## Exercise aim
Pull out each line of the data below that contains the word "blue", and copy those lines in full.

## Input
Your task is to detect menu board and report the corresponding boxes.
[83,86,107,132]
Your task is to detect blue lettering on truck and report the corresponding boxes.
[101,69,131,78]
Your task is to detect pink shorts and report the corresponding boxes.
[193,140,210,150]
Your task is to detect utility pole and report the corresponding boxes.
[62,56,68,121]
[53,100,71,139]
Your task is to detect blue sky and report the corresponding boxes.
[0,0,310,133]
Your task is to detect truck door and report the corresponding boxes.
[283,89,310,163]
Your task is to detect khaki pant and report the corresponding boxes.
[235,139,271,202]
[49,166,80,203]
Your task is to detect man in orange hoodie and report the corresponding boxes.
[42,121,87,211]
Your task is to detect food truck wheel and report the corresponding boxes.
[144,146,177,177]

## Expected answer
Your task is to detect blue lettering on truck and report the corresponding boxes.
Your task is to detect blue sky and report the corresponding boxes.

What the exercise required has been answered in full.